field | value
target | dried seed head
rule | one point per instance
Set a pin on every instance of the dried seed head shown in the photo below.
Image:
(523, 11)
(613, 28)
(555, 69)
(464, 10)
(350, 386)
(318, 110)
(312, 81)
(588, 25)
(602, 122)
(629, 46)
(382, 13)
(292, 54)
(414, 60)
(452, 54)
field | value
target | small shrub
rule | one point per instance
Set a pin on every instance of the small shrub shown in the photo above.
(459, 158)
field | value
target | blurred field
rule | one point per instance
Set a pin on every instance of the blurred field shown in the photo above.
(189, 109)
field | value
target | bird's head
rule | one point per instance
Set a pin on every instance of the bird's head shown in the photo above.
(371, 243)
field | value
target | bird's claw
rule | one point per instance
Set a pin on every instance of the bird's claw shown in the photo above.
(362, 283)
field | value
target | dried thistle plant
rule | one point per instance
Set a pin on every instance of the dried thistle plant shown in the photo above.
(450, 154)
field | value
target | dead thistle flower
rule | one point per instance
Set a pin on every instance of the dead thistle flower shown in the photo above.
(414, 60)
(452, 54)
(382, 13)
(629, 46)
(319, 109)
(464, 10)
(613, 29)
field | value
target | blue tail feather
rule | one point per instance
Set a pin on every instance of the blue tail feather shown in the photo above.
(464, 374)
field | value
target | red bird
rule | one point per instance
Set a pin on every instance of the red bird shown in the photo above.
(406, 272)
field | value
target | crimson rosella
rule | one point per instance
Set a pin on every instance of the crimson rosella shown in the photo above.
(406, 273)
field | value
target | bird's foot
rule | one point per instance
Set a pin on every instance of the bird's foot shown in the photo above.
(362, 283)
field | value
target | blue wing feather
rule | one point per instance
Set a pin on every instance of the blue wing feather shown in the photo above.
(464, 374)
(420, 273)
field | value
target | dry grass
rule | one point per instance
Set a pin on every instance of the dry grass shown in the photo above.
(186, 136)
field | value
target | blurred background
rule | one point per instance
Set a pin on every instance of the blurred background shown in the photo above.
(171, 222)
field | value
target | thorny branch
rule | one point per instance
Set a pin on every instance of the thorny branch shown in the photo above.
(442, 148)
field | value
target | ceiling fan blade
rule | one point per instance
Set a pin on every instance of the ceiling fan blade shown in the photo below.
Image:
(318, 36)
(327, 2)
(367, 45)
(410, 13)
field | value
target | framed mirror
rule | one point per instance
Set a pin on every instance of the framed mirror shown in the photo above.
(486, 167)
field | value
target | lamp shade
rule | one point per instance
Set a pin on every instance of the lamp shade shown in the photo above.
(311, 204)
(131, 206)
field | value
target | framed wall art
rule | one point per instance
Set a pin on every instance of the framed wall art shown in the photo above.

—————

• Goal of the exercise
In the records above, how many lines hold the string "seed"? Reply with only the number.

• Your response
2